-- Excerpt provided follows --
Myanmar Photos (above) from Ben Small and India Photos (below) from Google
Escalating attacks on peoples’ rights and on democratic rule have been sweeping Asia Pacific the past few weeks. From the months-long farmer protests in India to the military coup in Myanmar, the region saw the masses’ prowess to take ownership of the streets and assert a just and people-centered development.
The Reality of Aid Network – Asia Pacific (RoA-AP) extends its deepest solidarity and support to the peoples of India, Myanmar, and other countries in fragile contexts as they go through these undemocratic and inhumane attacks on civil liberties and basic freedoms, on top of the multiple crises exacerbated by the COVID-19 pandemic.
On February 1, 2021, Burmese military forces have taken over Myanmar’s government in an attempt to foil the recent electoral victory of the National League for Democracy (NLD) led by re-elected Prime Minister (PM) Aung San Suu Kyi.
NDL leaders, including PM Aung San Suu Kyi, and civil society leaders were detained just hours before the first session of the new parliament took place. Military commander General Min Aung Hlaing has urgently taken over the highest seat in the country, declaring a state of emergency for a year, after refusing to accept the last November 2020 election results citing fraud allegations.
Myanmar’s state of emergency is not only a step back for democracy and free speech as major sources of communication (Internet, media networks, and telecommunications) are now under the military’s control. More than this, the state of emergency is a humanitarian problem among Burmese Indigenous Peoples. Nearly one million people in Myanmar depend on aid as government-sponsored ethnic conflicts ravaged the fragile nation. This propelled aid groups in the country to suspend their operations for the safety of humanitarians and other local aid workers.
-- Excerpt provided concluded --
» Set of tasks:
(1) For each statement about the solidarity statement on Myanmar and India, answer yes or no and quote the words that decide it. (a) Burmese military forces took over Myanmar's government on February 1, 2021. (b) General Min Aung Hlaing declared a state of emergency lasting two years. (c) Aid groups in Myanmar expanded their operations after the takeover.
(2) According to the solidarity statement, why is Myanmar's state of emergency a step back for democracy and free speech? Answer in one to three sentences.
(3) Write the next paragraph of the solidarity statement on Myanmar and India, beginning after its last sentence.
The items come from a source separate from the statement.
-- Recorded data follows --
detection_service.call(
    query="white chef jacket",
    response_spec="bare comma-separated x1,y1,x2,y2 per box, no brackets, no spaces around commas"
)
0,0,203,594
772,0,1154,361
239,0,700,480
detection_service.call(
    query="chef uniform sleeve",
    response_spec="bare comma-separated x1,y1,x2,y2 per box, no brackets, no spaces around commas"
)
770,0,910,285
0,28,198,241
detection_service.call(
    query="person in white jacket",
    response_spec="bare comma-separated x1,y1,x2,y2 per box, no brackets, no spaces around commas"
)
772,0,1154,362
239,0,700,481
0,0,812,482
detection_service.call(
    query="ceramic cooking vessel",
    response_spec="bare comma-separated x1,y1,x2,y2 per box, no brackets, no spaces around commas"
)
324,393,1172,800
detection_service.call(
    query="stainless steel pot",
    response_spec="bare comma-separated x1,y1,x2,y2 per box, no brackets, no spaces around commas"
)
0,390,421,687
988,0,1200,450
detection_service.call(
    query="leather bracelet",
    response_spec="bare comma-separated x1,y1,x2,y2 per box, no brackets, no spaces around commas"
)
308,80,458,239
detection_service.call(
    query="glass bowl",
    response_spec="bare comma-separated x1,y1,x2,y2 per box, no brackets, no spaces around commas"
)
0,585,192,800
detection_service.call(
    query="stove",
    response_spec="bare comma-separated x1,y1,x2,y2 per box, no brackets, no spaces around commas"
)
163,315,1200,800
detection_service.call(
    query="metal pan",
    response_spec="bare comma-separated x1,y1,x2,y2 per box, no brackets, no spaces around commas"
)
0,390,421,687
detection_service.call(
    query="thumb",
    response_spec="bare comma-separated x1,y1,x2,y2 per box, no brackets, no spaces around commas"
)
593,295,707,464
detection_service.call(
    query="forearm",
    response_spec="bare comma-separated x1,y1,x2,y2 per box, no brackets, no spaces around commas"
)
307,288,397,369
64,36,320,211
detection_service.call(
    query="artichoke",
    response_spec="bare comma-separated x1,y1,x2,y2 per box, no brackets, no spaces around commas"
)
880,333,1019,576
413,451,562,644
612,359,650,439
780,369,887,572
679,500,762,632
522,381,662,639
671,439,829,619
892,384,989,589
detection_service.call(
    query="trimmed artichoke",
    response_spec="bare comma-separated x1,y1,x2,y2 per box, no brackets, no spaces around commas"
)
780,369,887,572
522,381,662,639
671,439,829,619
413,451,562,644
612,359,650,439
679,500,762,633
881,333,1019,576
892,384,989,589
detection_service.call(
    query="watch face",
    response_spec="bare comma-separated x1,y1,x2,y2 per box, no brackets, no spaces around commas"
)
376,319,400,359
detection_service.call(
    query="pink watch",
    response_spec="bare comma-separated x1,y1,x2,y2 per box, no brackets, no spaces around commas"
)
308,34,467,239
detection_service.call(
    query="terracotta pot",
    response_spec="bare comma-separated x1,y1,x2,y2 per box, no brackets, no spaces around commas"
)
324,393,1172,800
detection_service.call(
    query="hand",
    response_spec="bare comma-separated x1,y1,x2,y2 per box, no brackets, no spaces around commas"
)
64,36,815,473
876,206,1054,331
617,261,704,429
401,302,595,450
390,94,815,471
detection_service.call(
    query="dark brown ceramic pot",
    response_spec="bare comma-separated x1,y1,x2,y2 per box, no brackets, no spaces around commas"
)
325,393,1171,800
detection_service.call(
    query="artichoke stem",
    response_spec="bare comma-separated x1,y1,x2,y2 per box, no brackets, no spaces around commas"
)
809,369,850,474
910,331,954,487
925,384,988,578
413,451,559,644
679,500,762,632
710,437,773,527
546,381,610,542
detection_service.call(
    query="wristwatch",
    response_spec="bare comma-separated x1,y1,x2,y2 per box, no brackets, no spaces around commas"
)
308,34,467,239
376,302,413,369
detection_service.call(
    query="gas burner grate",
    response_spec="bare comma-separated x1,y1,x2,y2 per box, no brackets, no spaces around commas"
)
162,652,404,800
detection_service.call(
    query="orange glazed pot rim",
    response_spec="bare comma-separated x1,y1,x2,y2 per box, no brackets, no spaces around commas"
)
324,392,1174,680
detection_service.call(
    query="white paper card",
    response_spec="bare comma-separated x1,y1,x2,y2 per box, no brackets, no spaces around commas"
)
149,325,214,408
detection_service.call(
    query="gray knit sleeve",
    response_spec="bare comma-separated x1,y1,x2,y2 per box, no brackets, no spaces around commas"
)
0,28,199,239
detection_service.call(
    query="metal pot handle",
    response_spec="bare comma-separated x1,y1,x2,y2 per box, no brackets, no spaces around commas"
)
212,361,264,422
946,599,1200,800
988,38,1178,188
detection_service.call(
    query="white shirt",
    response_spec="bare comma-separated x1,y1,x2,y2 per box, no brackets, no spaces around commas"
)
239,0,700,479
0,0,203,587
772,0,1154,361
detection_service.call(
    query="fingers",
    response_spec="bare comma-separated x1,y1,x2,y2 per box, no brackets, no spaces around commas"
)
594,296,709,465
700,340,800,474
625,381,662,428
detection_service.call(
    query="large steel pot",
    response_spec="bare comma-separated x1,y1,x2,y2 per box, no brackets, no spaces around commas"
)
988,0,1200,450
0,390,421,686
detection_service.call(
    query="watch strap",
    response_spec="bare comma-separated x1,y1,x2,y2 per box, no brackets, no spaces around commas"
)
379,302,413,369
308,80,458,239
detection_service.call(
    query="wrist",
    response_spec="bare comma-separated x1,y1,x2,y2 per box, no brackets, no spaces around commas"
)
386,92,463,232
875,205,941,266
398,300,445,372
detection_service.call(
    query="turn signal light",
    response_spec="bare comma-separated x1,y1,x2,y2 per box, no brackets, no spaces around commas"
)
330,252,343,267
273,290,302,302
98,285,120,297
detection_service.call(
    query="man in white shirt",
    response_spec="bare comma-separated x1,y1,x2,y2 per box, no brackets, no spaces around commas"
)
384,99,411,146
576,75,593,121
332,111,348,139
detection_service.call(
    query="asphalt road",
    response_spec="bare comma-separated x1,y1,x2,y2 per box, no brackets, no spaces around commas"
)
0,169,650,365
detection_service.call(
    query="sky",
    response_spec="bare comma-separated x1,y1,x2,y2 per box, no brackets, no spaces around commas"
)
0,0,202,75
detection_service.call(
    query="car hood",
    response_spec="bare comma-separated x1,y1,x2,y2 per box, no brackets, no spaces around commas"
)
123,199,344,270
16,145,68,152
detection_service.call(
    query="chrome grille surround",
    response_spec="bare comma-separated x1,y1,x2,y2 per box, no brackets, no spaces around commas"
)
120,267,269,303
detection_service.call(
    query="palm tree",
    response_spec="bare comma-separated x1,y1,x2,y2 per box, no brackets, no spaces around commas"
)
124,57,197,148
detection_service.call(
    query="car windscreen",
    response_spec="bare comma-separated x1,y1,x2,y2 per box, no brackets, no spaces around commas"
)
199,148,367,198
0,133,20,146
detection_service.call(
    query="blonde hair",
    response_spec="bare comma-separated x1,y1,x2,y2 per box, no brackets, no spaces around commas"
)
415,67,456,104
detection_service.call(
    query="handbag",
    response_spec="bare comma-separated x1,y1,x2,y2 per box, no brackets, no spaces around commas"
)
-- Recorded data concluded --
» Exercise responses:
(1)
(a) Yes: "On February 1, 2021, Burmese military forces have taken over Myanmar’s government"
(b) No: "declaring a state of emergency for a year"
(c) No: "This propelled aid groups in the country to suspend their operations for the safety of humanitarians and other local aid workers."

(2) The statement says it is a step back because major sources of communication are now under the military's control. It lists these sources as the Internet, media networks, and telecommunications.

(3)
Meanwhile, Indian farmers took over the streets of Delhi to protest new agricultural laws. Since August 2020, farmers and other sectors have been opposing three farm acts that farmers’ unions tagged as “anti-farmer” policies. Although these laws were already suspended, farmers sustained their protest actions calling for the repeal of these laws and to introduce reforms that genuinely address their long-standing concerns on agriculture and land ownership. The worsening scene in the capital and its nearby cities led to violent conflicts between the farmers and the police, as the latter barricaded roads in an attempt to foil demonstrations.
International multilateral institutions and civil society organizations must support peoples’ movements in asserting that both Indian and Burmese governments must reverse these attacks and uphold peoples’ rights. Restrictions against aid groups that are meant to provide assistance to the marginalized and vulnerable must also be lifted immediately, with thousands of people caught in between these crises are now suffering from further distress and instability.
Specifically, Reality of Aid – Asia Pacific joins civil society organizations and peoples’ movements across the region in calling for 1) the Indian government to repeal anti-farmer laws and address agrarian reform, and 2) the Burmese military to release civil society actors and democratically-elected leaders and to stop all forms of censorship and attacks to human rights, especially Indigenous Peoples rights.